-------- Input data --------

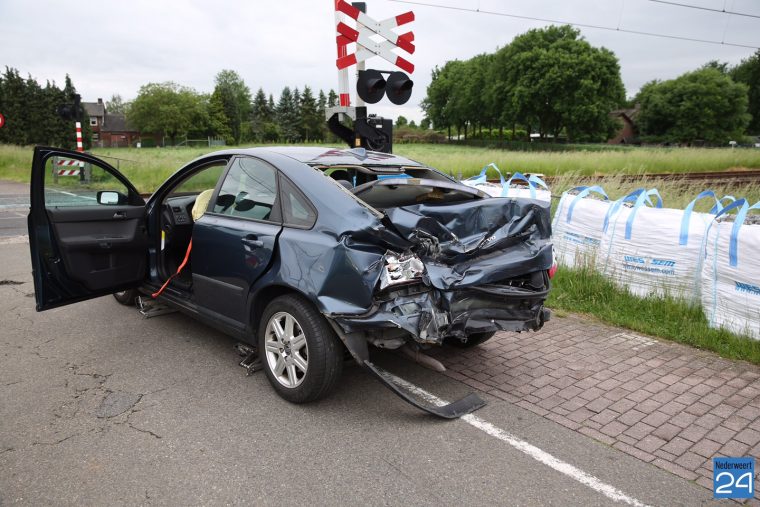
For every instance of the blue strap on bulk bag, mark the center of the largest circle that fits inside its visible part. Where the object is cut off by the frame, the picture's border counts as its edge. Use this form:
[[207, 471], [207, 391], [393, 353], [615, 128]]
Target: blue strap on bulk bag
[[730, 198], [616, 206], [733, 247], [583, 192], [739, 203], [684, 236], [640, 200], [533, 183], [538, 181], [481, 178]]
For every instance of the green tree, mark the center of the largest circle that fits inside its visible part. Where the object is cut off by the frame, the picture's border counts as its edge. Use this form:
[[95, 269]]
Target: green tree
[[218, 121], [13, 100], [552, 81], [116, 105], [748, 72], [311, 123], [321, 111], [287, 116], [704, 105], [166, 108], [70, 93], [261, 115], [231, 91], [441, 93]]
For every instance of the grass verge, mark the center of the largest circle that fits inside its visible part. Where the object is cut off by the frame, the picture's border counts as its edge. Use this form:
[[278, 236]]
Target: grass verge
[[587, 292]]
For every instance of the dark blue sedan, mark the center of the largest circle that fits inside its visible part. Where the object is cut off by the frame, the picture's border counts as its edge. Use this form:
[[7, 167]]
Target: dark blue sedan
[[303, 253]]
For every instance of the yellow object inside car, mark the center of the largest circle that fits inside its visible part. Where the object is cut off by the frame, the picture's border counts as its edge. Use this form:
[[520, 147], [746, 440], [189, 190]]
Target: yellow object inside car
[[201, 203]]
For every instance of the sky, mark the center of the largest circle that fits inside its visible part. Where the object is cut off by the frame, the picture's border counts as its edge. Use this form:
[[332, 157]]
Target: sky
[[110, 47]]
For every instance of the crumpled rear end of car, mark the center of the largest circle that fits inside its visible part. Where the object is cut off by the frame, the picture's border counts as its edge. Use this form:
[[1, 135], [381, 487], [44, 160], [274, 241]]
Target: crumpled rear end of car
[[469, 267]]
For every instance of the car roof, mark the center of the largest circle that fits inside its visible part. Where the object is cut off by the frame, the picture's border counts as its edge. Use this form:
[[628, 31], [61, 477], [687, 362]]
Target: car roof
[[333, 156]]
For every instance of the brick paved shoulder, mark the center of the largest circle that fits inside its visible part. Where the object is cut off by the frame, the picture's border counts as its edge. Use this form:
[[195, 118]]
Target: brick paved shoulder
[[662, 402]]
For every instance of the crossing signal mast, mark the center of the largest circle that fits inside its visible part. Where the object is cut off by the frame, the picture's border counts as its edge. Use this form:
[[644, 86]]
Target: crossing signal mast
[[369, 38]]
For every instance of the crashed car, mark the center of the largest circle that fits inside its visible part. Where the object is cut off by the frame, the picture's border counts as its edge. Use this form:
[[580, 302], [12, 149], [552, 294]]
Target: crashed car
[[304, 253]]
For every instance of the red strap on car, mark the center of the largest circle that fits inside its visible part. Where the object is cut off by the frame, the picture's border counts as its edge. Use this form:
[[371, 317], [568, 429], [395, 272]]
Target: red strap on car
[[179, 269]]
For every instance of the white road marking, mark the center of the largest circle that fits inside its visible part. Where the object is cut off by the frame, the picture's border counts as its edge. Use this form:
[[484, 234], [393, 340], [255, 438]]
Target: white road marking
[[526, 448]]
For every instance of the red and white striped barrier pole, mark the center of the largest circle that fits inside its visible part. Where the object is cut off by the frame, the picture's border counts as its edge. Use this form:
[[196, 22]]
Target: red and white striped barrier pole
[[80, 146], [80, 149], [342, 42]]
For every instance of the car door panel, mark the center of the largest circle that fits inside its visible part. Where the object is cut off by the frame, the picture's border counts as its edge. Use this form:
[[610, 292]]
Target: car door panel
[[229, 255], [82, 247], [101, 247], [234, 242]]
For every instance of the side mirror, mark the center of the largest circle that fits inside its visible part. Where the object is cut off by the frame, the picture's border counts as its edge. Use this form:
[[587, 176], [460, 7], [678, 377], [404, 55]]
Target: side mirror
[[111, 198]]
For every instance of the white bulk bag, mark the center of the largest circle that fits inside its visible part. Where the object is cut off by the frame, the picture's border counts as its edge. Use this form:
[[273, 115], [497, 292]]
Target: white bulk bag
[[731, 273], [506, 189], [656, 250], [532, 191], [577, 226]]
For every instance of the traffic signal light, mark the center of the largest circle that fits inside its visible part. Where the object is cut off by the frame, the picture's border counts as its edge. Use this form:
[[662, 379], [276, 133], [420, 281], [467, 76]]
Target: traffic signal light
[[399, 88], [371, 86]]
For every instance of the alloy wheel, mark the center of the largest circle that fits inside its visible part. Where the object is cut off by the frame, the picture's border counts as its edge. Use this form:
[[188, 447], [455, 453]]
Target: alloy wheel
[[286, 350]]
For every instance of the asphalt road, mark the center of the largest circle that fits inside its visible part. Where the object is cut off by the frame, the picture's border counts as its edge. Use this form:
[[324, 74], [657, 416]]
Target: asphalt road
[[98, 405]]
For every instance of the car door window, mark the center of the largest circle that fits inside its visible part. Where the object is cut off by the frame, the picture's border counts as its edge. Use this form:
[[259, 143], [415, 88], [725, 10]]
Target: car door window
[[249, 191], [73, 183], [297, 211]]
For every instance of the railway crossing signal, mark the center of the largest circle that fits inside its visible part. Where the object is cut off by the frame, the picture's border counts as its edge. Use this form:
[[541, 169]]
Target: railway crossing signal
[[369, 38], [371, 86]]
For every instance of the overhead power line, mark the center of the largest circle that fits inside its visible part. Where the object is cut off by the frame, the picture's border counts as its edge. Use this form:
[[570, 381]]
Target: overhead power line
[[580, 25], [689, 6]]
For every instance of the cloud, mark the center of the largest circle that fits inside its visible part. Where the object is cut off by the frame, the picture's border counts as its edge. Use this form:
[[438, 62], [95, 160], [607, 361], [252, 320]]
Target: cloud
[[115, 47]]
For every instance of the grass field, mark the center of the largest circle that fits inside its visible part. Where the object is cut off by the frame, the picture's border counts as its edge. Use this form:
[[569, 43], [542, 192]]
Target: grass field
[[148, 167]]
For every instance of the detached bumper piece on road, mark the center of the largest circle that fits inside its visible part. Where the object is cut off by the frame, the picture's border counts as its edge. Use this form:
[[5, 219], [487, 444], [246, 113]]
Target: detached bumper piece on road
[[466, 405]]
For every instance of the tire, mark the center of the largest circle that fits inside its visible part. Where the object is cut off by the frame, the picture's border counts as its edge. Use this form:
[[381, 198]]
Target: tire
[[472, 341], [126, 297], [305, 363]]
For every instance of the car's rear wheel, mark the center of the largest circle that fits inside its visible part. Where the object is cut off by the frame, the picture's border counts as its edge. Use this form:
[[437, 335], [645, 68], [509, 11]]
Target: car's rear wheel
[[127, 297], [302, 357], [472, 340]]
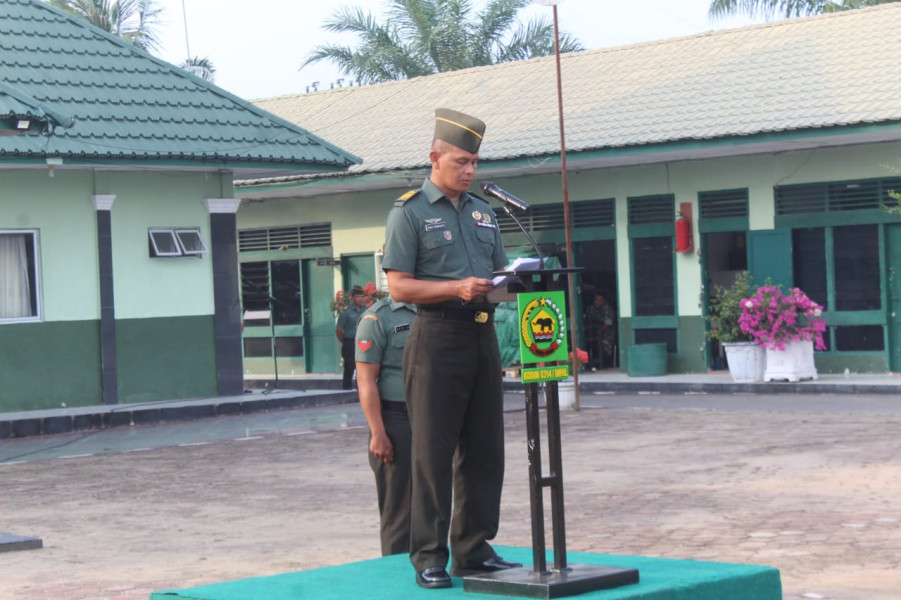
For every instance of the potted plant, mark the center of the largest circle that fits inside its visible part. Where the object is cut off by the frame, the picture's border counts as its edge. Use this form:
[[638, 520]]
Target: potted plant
[[744, 357], [788, 326]]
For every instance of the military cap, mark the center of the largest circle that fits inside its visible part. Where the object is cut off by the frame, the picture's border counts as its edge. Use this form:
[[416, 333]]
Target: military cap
[[460, 130]]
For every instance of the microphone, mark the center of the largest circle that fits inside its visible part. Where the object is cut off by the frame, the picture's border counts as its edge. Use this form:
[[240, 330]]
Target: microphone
[[506, 197]]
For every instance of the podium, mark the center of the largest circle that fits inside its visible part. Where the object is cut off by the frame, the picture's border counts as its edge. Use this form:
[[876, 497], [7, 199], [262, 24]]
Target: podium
[[563, 579]]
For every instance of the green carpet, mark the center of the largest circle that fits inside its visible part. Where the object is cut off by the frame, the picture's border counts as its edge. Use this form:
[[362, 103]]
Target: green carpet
[[392, 578]]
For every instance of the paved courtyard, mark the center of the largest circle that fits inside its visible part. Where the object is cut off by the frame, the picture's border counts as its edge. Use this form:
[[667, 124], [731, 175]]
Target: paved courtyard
[[814, 494]]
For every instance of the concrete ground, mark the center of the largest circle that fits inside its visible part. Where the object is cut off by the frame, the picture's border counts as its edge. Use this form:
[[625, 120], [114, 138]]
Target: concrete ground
[[806, 483]]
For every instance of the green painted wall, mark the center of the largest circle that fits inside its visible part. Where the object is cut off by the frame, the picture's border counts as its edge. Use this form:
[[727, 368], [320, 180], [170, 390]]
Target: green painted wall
[[46, 365], [166, 358]]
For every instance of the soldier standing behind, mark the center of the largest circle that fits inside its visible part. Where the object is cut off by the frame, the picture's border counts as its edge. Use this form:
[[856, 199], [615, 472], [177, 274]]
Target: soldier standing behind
[[381, 334]]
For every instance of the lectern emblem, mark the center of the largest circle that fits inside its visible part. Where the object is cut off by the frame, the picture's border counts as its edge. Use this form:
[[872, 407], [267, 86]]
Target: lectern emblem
[[542, 326]]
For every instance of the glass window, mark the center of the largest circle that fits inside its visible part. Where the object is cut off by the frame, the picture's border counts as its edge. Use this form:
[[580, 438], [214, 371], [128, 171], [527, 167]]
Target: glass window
[[809, 254], [857, 279], [860, 338], [166, 241], [653, 271], [19, 293], [656, 336]]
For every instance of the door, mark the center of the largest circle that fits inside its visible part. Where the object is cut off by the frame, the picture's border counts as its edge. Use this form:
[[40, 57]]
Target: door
[[893, 279], [320, 345]]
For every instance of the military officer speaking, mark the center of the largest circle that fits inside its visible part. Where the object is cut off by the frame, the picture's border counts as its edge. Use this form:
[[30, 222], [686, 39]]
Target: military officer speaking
[[442, 245], [381, 334]]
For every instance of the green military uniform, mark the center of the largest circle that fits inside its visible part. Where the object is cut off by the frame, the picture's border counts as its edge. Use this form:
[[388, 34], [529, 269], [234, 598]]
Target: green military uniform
[[381, 334], [348, 319], [452, 377]]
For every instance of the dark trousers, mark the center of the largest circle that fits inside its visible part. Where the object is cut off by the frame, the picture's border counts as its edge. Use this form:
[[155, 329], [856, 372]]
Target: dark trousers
[[393, 483], [452, 381], [347, 353]]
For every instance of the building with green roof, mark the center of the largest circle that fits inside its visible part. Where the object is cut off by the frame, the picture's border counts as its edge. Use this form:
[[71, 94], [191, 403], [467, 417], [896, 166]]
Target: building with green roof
[[118, 261], [781, 141]]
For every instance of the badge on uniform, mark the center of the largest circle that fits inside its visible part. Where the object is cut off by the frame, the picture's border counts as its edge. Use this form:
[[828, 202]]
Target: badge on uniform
[[435, 224]]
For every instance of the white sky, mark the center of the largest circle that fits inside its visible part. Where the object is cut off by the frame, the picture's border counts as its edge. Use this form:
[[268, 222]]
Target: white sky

--------

§ **What is needed**: Within the listing above, give again exactly every line from the line with "For every instance of the building" through the line with "[[71, 94], [191, 403], [467, 417], [896, 166]]", both included, and no other line.

§ **Task answer**:
For every instance of the building with green roof, mark the center of the largest circle that fits inside its visible part. Where the object is cut off by the frame, the picture's border counts as its edge. Use this form:
[[71, 94], [191, 403], [467, 417], [896, 166]]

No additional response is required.